• **Aufgabe 1**: Übertragen Sie den folgenden Satz aus der Besprechung von Schlöndorffs Film „Rückkehr nach Montauk“ ins Englische: „Schlöndorff geht es um jene unscharfe Grenze, an der sich „wirkliches“ Leben in Fiktion verwandelt – und umgekehrt.“
• **Aufgabe 2**: Schreiben Sie aus der Besprechung von Schlöndorffs Film „Rückkehr nach Montauk“ den Abschnitt wortgetreu ab, der mit „Man könne alles“ beginnt und sich bis einschließlich „sondern: So war es.“ erstreckt.

• **Vorliegender Text**:
* * *

Man könne alles erzählen, nur nicht das wirkliche Leben, heißt es in Max Frischs Roman „Stiller“ (1954). Gut 20 Jahre später wich der Schweizer Schriftsteller in „Montauk“ von dieser Überzeugung ab und schrieb sein eigenes „wirkliches Leben“ auf. Nicht mehr: Ich stelle mir vor, sondern: So war es.
Dieser (vermeintliche) Widerspruch scheint Volker Schlöndorff fasziniert zu haben. Mit „Rückkehr nach Montauk“ kehrt er noch einmal zu seinem Freund Frisch (dessen Roman „Homo Faber“ er 1990 verfilmte
(fd 28 804)) zurück, wobei sein neuer Film erklärtermaßen keine Verfilmung der Erzählung „Montauk“, sondern allein dem Andenken Frischs gewidmet ist.
Schlöndorff geht es um jene unscharfe Grenze, an der sich „wirkliches“ Leben in Fiktion verwandelt – und umgekehrt. Und wie Frisch dreht sich auch bei Schlöndorff alles um die künstlerische „Bewältigungsarbeit“: das Erfassen existenzieller Probleme von Alter und Tod, der Selbstzweifel, die Befangenheit in gelebten Rollen, die Fehler, die man gemacht hat, was man bedauert, aber nicht mehr korrigieren kann. Schlöndorff (er-)findet dafür phänomenal schöne (mitunter fast schon zu schöne) Menschen-, Stadt- und Landschaftsimpressionen. Er schafft jenes „Ich stelle mir vor“, um Eindrücke eines (nicht unbedingt nur seines) wirklichen Lebens festzuhalten.
Mehrere lange „Monologe“ der Hauptfigur, des Schriftstellers Max Zorn, geben dem Film Halt und umspielen die permanente Ambivalenz von Fiktion und Realität. Stellan Skarsgård spielt eindrucksvoll diesen Max Zorn, der verführerischer Erzähler und „verführter“ Protagonist zugleich ist. Am Anfang blickt man ihm frontal ins Gesicht, während er von seinem Vater spricht und fragt, was wichtiger sei: dass man etwas getan hat, was man später bereut, oder dass man etwas nicht getan hat und gerade dies bereut. Dann jedoch wird klar, dass Zorn „nur“ auf einer Lesung aus seinem neuesten Roman „Jäger und Gejagte“ vorträgt, der von einer vor 17 Jahren gescheiterten Liebe handelt. Was davon ist romanhafte Fiktion, was autobiografisches „So war es“ des Schriftstellers?

* * *

• **Datenauszüge**:
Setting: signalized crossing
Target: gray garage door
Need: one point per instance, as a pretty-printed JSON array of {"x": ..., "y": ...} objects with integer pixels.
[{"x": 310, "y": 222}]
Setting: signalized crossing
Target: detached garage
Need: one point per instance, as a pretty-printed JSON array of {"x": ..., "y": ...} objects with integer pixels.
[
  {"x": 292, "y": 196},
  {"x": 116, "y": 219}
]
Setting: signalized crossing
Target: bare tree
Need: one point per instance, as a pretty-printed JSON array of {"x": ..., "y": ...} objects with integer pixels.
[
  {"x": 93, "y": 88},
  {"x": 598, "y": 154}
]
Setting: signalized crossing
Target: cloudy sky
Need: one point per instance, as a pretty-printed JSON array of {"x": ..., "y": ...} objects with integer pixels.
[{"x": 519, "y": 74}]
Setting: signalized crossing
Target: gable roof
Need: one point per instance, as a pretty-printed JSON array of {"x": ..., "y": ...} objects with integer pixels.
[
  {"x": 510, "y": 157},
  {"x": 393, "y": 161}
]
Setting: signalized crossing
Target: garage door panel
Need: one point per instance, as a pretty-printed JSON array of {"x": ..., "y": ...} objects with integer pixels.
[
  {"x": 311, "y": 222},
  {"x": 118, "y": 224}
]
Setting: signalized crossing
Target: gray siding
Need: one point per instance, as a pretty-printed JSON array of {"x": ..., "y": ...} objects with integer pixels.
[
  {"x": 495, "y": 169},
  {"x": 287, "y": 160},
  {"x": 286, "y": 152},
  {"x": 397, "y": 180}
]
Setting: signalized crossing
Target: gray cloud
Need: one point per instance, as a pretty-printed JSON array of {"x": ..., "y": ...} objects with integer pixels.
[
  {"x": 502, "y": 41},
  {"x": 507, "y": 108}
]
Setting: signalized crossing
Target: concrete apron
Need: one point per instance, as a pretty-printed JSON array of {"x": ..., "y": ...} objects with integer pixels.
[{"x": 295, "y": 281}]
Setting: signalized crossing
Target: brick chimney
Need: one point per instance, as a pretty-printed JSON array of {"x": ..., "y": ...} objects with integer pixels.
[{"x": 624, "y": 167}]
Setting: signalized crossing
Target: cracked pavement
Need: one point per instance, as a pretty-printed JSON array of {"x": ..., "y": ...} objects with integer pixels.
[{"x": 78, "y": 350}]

* * *

• **Lösung 1**: Schlöndorff is concerned with that blurred boundary at which "real" life turns into fiction – and vice versa.

• **Lösung 2**:
Man könne alles erzählen, nur nicht das wirkliche Leben, heißt es in Max Frischs Roman „Stiller“ (1954). Gut 20 Jahre später wich der Schweizer Schriftsteller in „Montauk“ von dieser Überzeugung ab und schrieb sein eigenes „wirkliches Leben“ auf. Nicht mehr: Ich stelle mir vor, sondern: So war es.